INSTRUCTIONS FOR THE TASK
Extract, word for word, each line from the line holding "Labeling batch C. For the image above, tag the railway" through the end of the records. Omit every picture.

--

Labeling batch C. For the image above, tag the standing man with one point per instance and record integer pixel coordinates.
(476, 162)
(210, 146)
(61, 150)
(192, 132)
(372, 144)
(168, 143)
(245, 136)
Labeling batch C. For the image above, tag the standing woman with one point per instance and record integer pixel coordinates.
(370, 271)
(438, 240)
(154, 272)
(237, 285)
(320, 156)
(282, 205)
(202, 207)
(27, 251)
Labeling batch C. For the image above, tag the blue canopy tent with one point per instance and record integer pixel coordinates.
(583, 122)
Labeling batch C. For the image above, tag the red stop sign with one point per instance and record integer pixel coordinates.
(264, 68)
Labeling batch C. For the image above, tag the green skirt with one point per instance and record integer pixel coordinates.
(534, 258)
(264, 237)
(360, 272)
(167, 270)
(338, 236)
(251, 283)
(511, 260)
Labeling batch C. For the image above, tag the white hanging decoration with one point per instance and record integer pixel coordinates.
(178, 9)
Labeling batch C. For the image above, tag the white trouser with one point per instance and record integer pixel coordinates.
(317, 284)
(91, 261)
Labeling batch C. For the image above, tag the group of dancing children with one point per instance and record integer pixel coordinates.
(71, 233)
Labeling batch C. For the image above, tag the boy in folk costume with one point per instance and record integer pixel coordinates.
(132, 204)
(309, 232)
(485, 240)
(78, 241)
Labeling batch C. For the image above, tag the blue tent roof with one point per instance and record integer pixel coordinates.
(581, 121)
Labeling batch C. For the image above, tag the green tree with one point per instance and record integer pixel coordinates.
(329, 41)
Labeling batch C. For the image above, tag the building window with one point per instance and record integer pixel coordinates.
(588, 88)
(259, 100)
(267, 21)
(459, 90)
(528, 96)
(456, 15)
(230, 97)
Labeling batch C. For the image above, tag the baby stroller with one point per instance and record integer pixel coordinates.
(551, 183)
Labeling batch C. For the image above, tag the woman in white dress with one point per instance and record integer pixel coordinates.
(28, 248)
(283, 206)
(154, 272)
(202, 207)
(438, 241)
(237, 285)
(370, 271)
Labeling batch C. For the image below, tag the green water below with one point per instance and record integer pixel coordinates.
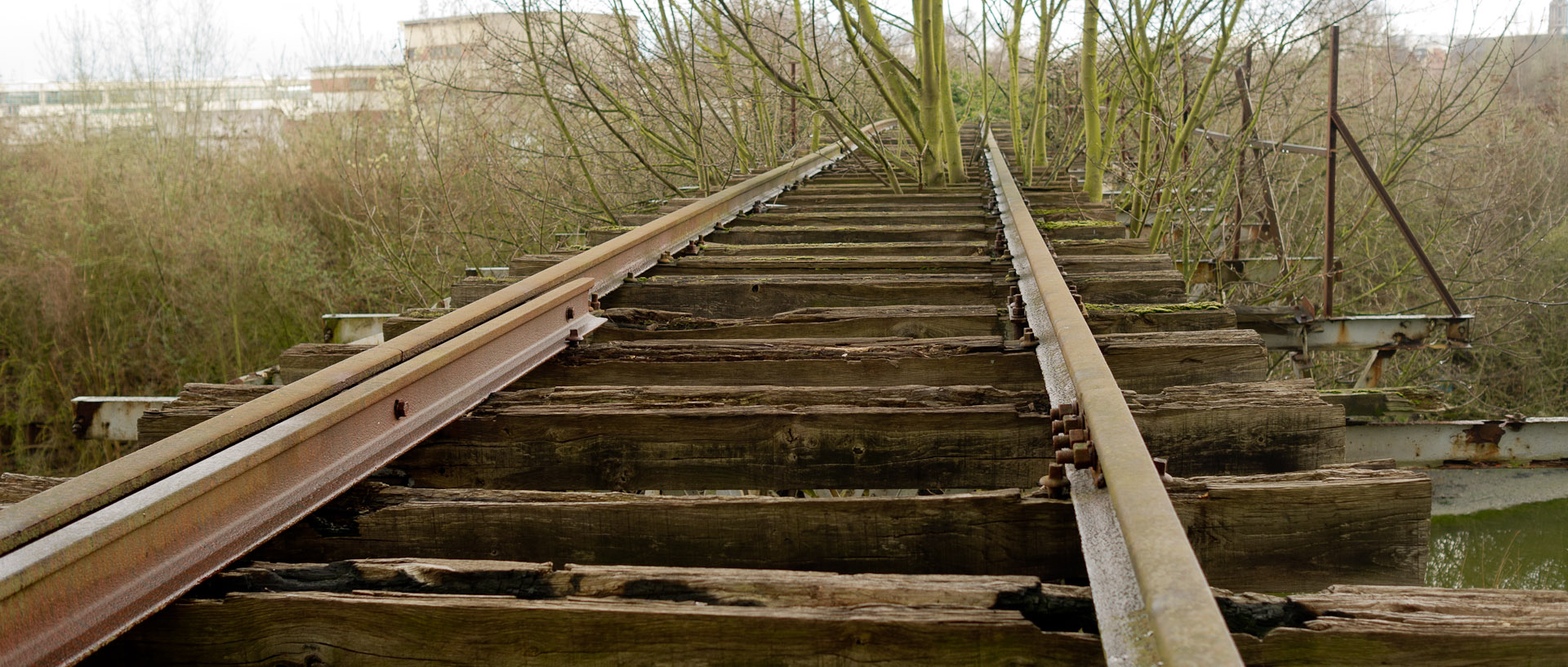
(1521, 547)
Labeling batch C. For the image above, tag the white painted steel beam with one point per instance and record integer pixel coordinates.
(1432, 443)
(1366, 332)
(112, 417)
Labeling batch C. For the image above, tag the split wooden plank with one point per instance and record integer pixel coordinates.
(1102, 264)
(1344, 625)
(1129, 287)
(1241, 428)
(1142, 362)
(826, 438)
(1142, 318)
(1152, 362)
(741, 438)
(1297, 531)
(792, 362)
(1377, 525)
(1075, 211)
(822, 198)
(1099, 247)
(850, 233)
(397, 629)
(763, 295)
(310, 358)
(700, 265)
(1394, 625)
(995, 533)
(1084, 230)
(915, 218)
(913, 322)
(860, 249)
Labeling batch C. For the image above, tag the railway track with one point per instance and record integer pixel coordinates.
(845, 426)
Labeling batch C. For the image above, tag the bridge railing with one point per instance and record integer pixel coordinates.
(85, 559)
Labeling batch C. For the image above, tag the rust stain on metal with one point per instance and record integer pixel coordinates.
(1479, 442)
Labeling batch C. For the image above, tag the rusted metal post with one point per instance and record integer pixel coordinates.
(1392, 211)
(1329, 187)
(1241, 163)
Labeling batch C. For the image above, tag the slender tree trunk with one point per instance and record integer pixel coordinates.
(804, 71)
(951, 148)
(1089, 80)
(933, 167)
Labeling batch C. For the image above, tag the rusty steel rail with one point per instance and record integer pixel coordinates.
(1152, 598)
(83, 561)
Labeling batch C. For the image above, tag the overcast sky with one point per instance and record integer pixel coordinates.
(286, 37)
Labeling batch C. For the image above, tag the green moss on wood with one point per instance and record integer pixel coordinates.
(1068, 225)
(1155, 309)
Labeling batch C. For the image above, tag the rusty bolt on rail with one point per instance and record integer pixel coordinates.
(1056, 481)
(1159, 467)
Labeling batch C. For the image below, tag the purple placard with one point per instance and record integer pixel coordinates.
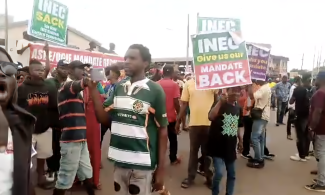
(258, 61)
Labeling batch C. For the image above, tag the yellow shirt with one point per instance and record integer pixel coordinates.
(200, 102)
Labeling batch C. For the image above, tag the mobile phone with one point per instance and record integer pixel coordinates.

--

EXPECTED ANSWER
Labeling batch C. For the image above, tag the railway track with one point per instance and record integer pixel coordinates.
(845, 426)
Labeling batch C. For the image above, tag the bridge railing with one point per instance and record integer pixel coordinates.
(85, 559)
Labeling batch C. For the image above, tag the rust stain on metal with one point per instance and record integer pixel coordinates.
(1479, 442)
Labeling batch C. For the image above, tag the rusted metal post with one point per instance and record integer pixel coordinates.
(1392, 211)
(1329, 187)
(1241, 163)
Labeling batch C. For the image above, tag the slender tree trunk with one point per instance and record integer pixel coordinates.
(804, 71)
(951, 148)
(1089, 80)
(933, 167)
Labeling batch C. For the image above, tag the rusty steel rail with one point per instance and record integer pixel coordinates.
(1152, 598)
(83, 561)
Labeling batch C. For the image above, tag the overcast sky with one point per instance and record integer pixel coordinates.
(286, 37)
Labeling batch C. For the image above, tag the green moss on wood with one point per instance and record integer pixel coordinates.
(1068, 225)
(1155, 309)
Labeling batch C. For the image above, tag the rusty bolt on rail with one point per instance and record integer pixel coordinates.
(1056, 481)
(1159, 467)
Labeling batch C. For the image below, tag the purple placard with one point per instance and record integer pixel coordinates.
(258, 61)
Labeling batch C. For the image above, tag the yellow shirt with one point per instance and record integer pixel coordinates.
(200, 102)
Labeling batch C. For the image above, tag the mobile phone with one point per instance and record integer pixel coordinates.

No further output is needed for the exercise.